- **Extract**

------------------------------------------------------------

Blistering.com: You did the tour [with Opeth] a couple of years ago, the concert hall sort of tour. Since this whole series of collaborative efforts started, have you witnessed a shift in your fan base? Wilson: Well, there certainly are more metal kids coming to the shows now. I don't know if that's necessarily just to do with Opeth, or just to do with the band becoming more metal anyway. We're getting a lot more play on rock stations, so for sure I think that has changed.
Blistering.com: Do you see any kind of conflict now between the old stalwart Porcupine Tree fans and the metal kids that you're talking about who are coming to the shows? Wilson: I think there is a sense that some of our older fans do resent the fact that we have gone in a heavier direction and they consider it somehow to be a betrayal of sorts. But that's... that's age-old, isn't it? Every band that develops and every band that continues to grow and to have its audience grow... you always get the allegations of selling out, compromising and all that bullshit, but it really is just that - bullshit. I can't take it too seriously.
A majority of our fans, I think, have stuck with us and welcome the fresh blood and fresh energy. The shows are getting bigger, the audiences are getting more diverse, the reaction is getting more enthusiastic at the shows. All those aspects make it more fun, really. For the old fans and the new fans alike.
Blistering.com: I actually remember the time I saw you guys at the Berklee Performance Center, I think that may have been one of the first shows that you guys played to a sort of metal audience, and I remember one of the first things after coming on stage was throw the horns up. Wilson: [laughing] Okay, there you go. There's a touch of irony in there. But the thing is, I grew up with metal music. The first music I really got into when I was a kid was New Wave of British Heavy Metal stuff - bands like Maiden, Saxon and Diamondhead, and albeit a lot those aspects of my sound kind of went... below the surface for a few years, but I've never really fallen out of love with it. The metal scene... it was great to discover a whole new group of experimental metal bands that inspired me to go down that route again myself. But you know, the one thing I've never felt is that Porcupine Tree could ever be generic in any way. We could never be a generic metal band any more than we could be a generic progressive rock band, or a generic ambient rock band. I don't think it's any more accurate or any less accurate to call us any of those things. We still just exist as Porcupine Tree. But I guess we realize that we have certain parts of our audience now that are coming from a kind of generic metal fan base, which is great - we're happy to have them on board.

------------------------------------------------------------

- **What this exercise asks**
**1)** Can you write out the Porcupine Tree interview word for word, from "Blistering.com: You did" to "that has changed."?
**2)** Do these statements agree with the Porcupine Tree interview? Answer yes or no for each, quoting the words that decide it.
(a) The first music Wilson really got into as a kid was New Wave of British Heavy Metal.
(b) Wilson thinks most of the band's older fans have left.
(c) Wilson believes Porcupine Tree could be a generic metal band.
**3)** What do these questions on the Porcupine Tree interview answer?
(a) On what kind of radio stations is the band getting more play?
(b) At what venue does the interviewer remember seeing the band?
(c) Which bands does Wilson name as examples of New Wave of British Heavy Metal?

- **Provided information**
------------------------------------------------------------

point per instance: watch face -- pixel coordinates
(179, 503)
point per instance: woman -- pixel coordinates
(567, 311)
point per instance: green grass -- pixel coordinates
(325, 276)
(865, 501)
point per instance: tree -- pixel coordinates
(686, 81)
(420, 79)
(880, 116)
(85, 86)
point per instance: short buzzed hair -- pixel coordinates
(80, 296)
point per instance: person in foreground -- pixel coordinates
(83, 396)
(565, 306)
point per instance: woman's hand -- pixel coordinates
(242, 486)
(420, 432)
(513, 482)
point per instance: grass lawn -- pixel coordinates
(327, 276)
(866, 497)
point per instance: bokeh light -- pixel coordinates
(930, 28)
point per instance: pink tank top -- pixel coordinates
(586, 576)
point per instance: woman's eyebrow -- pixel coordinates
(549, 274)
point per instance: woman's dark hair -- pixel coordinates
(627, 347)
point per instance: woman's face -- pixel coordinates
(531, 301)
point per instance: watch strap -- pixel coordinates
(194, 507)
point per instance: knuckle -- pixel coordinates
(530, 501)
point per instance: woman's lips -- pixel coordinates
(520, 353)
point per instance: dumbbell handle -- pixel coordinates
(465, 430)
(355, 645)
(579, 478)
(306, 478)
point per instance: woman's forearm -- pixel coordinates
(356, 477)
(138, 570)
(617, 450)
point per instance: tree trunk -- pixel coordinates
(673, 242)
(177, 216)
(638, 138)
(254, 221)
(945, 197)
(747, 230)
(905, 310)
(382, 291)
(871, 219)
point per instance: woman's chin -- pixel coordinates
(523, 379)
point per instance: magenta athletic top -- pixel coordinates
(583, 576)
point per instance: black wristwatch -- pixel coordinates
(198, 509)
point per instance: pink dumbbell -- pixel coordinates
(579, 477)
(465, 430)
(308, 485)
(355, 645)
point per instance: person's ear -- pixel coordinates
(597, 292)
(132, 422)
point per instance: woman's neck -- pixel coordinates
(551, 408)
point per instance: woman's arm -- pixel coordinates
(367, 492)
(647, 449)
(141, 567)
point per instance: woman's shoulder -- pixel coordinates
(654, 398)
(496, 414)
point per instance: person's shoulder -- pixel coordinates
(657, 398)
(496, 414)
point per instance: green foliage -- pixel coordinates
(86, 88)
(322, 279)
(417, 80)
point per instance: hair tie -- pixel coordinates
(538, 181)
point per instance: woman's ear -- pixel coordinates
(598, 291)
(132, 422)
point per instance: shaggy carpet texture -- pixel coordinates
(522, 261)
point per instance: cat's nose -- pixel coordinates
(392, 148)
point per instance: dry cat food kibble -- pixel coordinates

------------------------------------------------------------

- **Outputs in order**
**1)**
Blistering.com: You did the tour [with Opeth] a couple of years ago, the concert hall sort of tour. Since this whole series of collaborative efforts started, have you witnessed a shift in your fan base? Wilson: Well, there certainly are more metal kids coming to the shows now. I don't know if that's necessarily just to do with Opeth, or just to do with the band becoming more metal anyway. We're getting a lot more play on rock stations, so for sure I think that has changed.

**2)**
(a) Yes: "The first music I really got into when I was a kid was New Wave of British Heavy Metal stuff"
(b) No: "A majority of our fans, I think, have stuck with us and welcome the fresh blood and fresh energy."
(c) No: "We could never be a generic metal band"

**3)**
(a) Rock stations
(b) The Berklee Performance Center
(c) Maiden, Saxon and Diamondhead